(Aim of the exercise):
Leave out every line before the one containing "column 588, row 333", and repeat the rest of the material below exactly, that line included.

BEGIN

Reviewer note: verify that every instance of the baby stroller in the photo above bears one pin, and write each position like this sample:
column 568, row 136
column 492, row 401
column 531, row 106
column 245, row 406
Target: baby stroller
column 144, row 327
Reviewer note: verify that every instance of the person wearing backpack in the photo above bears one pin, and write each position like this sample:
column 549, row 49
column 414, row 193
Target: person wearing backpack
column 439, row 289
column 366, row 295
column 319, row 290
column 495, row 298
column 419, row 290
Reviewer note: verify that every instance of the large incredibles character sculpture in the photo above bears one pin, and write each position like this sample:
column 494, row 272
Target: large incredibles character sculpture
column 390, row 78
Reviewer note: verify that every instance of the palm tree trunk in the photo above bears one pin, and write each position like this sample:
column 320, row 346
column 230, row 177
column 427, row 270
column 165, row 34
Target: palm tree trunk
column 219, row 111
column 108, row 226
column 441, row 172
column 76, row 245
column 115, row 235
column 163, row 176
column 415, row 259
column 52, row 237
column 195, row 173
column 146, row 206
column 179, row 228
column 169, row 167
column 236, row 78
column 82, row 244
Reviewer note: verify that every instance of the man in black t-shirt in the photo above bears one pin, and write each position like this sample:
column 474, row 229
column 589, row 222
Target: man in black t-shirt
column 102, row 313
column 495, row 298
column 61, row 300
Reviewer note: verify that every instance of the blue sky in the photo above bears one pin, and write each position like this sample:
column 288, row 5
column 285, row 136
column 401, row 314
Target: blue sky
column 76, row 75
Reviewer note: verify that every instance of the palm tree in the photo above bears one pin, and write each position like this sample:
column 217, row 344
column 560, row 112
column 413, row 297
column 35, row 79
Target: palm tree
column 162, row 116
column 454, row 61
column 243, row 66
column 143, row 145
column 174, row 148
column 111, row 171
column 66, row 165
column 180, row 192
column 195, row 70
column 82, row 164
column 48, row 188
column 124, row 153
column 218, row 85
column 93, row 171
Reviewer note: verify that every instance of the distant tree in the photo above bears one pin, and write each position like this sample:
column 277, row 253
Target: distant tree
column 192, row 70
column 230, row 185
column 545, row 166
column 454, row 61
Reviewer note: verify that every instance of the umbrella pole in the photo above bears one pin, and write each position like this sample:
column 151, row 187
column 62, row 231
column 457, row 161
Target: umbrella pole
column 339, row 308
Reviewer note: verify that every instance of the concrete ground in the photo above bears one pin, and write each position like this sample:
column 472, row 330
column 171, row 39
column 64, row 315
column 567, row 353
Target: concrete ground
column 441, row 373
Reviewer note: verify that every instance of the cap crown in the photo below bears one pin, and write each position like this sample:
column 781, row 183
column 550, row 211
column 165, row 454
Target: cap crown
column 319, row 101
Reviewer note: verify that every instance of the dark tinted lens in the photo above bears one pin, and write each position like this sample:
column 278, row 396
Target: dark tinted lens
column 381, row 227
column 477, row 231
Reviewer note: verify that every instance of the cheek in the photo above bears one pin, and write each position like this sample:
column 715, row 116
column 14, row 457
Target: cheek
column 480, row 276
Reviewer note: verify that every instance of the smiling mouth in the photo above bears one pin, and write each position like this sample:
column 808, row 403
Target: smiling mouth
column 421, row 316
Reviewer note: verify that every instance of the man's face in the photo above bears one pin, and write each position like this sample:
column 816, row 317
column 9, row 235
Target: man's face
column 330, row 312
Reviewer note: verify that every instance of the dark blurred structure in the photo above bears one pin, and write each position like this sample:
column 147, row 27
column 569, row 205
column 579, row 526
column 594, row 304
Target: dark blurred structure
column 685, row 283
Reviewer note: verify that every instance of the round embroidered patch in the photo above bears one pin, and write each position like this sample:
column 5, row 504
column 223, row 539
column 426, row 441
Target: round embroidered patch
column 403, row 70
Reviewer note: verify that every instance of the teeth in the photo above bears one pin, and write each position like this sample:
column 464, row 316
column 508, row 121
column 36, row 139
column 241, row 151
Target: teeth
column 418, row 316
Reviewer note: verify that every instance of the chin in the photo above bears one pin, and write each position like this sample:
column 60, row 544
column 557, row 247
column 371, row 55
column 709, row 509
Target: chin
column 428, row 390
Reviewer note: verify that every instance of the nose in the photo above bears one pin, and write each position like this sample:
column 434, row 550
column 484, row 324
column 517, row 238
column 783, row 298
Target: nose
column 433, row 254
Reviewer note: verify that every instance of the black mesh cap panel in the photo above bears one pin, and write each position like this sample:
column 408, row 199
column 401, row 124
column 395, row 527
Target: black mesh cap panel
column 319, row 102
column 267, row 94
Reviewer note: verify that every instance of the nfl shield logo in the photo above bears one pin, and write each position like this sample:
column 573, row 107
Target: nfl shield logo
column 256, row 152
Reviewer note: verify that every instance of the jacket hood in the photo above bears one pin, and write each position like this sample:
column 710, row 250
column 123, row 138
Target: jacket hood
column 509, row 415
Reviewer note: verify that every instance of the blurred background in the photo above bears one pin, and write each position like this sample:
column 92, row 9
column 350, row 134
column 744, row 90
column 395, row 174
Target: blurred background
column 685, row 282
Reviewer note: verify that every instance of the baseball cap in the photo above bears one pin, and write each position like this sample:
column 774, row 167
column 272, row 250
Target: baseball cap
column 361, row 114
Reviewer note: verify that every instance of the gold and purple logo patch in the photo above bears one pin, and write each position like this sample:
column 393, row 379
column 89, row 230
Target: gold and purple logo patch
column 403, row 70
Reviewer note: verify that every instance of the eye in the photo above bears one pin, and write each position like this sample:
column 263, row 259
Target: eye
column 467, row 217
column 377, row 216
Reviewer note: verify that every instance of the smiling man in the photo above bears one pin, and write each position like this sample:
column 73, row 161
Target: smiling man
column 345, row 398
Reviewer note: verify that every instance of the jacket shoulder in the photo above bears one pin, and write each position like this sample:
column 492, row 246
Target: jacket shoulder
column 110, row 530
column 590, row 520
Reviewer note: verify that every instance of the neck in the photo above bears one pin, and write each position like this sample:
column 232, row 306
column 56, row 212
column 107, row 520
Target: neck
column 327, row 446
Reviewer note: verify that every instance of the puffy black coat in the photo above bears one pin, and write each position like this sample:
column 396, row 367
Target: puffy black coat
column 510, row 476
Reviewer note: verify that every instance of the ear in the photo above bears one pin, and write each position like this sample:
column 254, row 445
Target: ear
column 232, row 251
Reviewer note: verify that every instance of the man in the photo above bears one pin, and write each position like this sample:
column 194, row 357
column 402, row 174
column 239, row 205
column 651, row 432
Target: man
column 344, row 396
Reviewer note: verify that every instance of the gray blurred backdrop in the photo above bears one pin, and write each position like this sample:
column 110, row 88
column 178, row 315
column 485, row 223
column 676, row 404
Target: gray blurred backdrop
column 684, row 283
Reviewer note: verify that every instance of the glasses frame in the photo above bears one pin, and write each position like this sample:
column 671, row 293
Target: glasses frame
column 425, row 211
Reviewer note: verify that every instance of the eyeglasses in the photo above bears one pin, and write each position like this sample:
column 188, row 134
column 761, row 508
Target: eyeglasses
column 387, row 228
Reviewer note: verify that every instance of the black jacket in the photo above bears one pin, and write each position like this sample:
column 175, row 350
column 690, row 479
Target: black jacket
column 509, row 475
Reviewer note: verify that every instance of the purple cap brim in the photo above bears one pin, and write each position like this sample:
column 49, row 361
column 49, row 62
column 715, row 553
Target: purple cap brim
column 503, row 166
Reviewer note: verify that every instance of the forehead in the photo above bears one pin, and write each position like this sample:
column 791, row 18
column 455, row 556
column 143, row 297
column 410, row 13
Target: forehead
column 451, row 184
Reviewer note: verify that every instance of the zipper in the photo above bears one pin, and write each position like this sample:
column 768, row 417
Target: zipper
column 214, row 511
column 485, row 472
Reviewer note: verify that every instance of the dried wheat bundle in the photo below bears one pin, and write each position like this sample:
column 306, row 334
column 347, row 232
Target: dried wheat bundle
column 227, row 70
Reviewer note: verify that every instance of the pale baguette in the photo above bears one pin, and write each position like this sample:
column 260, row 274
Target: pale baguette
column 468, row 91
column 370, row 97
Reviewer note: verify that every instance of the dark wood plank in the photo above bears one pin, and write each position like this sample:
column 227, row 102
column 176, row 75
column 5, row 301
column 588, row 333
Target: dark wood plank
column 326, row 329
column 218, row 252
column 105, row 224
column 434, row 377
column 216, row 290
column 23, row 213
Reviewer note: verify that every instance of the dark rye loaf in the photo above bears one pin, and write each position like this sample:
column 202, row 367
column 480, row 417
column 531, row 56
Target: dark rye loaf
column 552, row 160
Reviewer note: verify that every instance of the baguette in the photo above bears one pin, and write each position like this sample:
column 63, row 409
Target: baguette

END

(Task result):
column 588, row 333
Target: dark wood plank
column 326, row 329
column 218, row 252
column 105, row 224
column 434, row 377
column 216, row 290
column 23, row 213
Reviewer note: verify that every instance of the dark rye loaf in the photo above bears one pin, and write each position like this sample:
column 202, row 367
column 480, row 417
column 531, row 56
Target: dark rye loaf
column 552, row 160
Reviewer note: verify that every instance of the baguette in the photo above bears one pin, and write each position like this sample:
column 63, row 409
Target: baguette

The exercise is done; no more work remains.